» **TEXT EXTRACT**
There is no getting off this list. If you're on it and have something appropriate to say to me, use a different email address.

Link (Thanks, Barry!)


  1. Seems like you’re asking for denial-of-service attacks. Anyone else read this and immediately think, “I can put Mark and Chris on each other’s kill files!”?

  2. “There is no getting off this list. If you’re on it and have something appropriate to say to me, use a different email address.”

    I believe we have found a flaw…

  3. There’s more than a bit of arrogance in this pronouncement. Anderson assumes he’s sufficiently prescient to define the universe prior to it’s arrival. Sorry bub. Your job, or your-own-personal-flack’s job, is to read offerings of information from out here, outside your crib.

  4. I don’t believe I’ve ever seen such an extreme example of swelled-head-ism even among politicians. I’m really impressed (though not favorably).

  5. I feel his pain. At least three or four times a day I have to unsubscribe from some list or newsletter someone else decided I need to add to my reading list.

    As far as “information” goes, I have never seen anything of remote value in a press release. Theyu are not information, they’re glorified spam.

  6. .

    yes, it’s simple, Flying Squid, but it’s also the only clip of this kind on YouTube

    however, I hope to have an Hollywood-level budget and Spielberg as director to make a better movie with the REAL moon as location… :)


  7. I don’t have sympathy for their being ignored, but I do have sympathy for his pasting up all their e-mails to attract other spammers.

  8. I don’t “promote” the clip since I’ve nothing to sell… it’s only a curious thing (like dozens other on boingboing) and I’ve posted it here since I’ve not found any “on-topic” post… :)

  9. Color me cynical, but I think that some of the PR people who are complaining about their addresses being posted are less concerned with getting spammed as they are with being outed as incompetents[*] who alienate the very people they’re supposed to be reaching.

» **GIVEN REQUEST 1**
Quote the comment thread on the PR email blocklist from "There is no getting off this list. If you're" up to and including "outside your crib.".
» **GIVEN REQUEST 2**
Write what comes next in the comment thread on the PR email blocklist, picking up after its final sentence.
The listing after the comment thread on the PR email blocklist has nothing to do with it.

» **GIVEN INFORMATION**
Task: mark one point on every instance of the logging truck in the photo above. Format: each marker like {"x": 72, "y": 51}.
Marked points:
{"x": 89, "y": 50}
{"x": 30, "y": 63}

» **RESPONSE 1**
There is no getting off this list. If you're on it and have something appropriate to say to me, use a different email address.

Link (Thanks, Barry!)


  1. Seems like you’re asking for denial-of-service attacks. Anyone else read this and immediately think, “I can put Mark and Chris on each other’s kill files!”?

  2. “There is no getting off this list. If you’re on it and have something appropriate to say to me, use a different email address.”

    I believe we have found a flaw…

  3. There’s more than a bit of arrogance in this pronouncement. Anderson assumes he’s sufficiently prescient to define the universe prior to it’s arrival. Sorry bub. Your job, or your-own-personal-flack’s job, is to read offerings of information from out here, outside your crib.

» **RESPONSE 2**
    Chris’s post is now the #1 Google hit for most of these addresses, and I bet they aren’t very pleased with that.

    [*] Yes, they do seem incompetent. As far as I can tell from googling around, some of these addresses have absolutely no tech-related press releases at all on google. Thus, they are either so bad at PR that they can’t get a press release on a website listed on Google, or so bad at PR that they’ve been sending press releases with no tech angle to the editor of Wired.

  10. Back in the wretched, creaking, unwired “old days,” when PR flacks used street mail, they sent out useful novelties to get writers’ and editors’ attention. E-mail flackism eded that.

  11. Yes, it would be a shame if people in the media miss an important press release – they might have to do independent research when writing a story, instead of just taking companies at their word.

  12. For immediate release: Cowicide has a great product that’s web 3.0. It’s newsworthy because Cow needs money… like, yesterday. What is it? Well, it’s a big, fricken secret but it IS the very first web 3.0 killa-app in existence and is ready for pre-sales… NOW.

  13. This is an awesome response to a bunch of lazy people.

    There is a big huge sign on the wall in the sales dept. at the tech company I work at that says “TARGET THE CUSTOMER. AVOID ‘SPRAY AND PRAY'”.

    Good advice. Too bad so many PR/pitchfolk out there are obviously not taking it.

  14. I think it’s pretty ridiculous that a media person or journalist would blacklist any email from a PR firm. If you don’t want press releases as a media outlet then open a plumbing business for cryin’ out loud! This speaks more to your credibility(ies) as a media outlet then anything about the “laziness” of PR firms.

    I’ve seen some abuse of authority and vindictiveness on the part of the moderators, but this really puts you and Wired into a new class. WTF?!?

  15. From what I understand, prppl are contacting the wrong person because they aren’t bothering to do a quick and simple investigation of who to properly contact with their PR stuff.

    Why are some posters (PR hacks, cough…) here having a problem with that, I wonder?

    I figure the worst that could happen is that prppl will have to go through proper channels to contact WIRED, etc. instead of mindlessly spamming JAE (Just Any Email).

    I sincerely doubt that will damage the “credibility” of WIRED as a media outlet. Those PR blitzes will surely reach the MSM anyway… I think last I checked seventy some percent and higher of MSM news stories are based on PR copypasta. It’s refreshing to see a media outlet that bucks that trend to some extent maybe.

    But, anyway, remember… like waterspan.com said, there is a web 3.0 app coming around the corner and pre-sales start fricken’ NOW… now… now….

  16. Jeez, read the comments there. “I shouldn’t be on this list, I bought a list with your email address on it”. Uh, yeah. A bought list is a spam list. If HE didn’t ask YOU to email him, but you batch-email him anyways, you’re a spammer just as much as the penis-pill guy. If your email is bulk, and it’s unsolicited, it’s spam. Period.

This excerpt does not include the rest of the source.